┌─ Provided data

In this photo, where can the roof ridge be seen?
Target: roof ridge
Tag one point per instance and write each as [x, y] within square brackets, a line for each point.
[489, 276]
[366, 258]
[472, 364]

└─

- [Exercise requirements] Convert the rows above into a JSON list of strings, one string per line, omitting blank lines.

- [Solved exercise]
[
  "In this photo, where can the roof ridge be seen?",
  "Target: roof ridge",
  "Tag one point per instance and write each as [x, y] within square brackets, a line for each point.",
  "[489, 276]",
  "[366, 258]",
  "[472, 364]"
]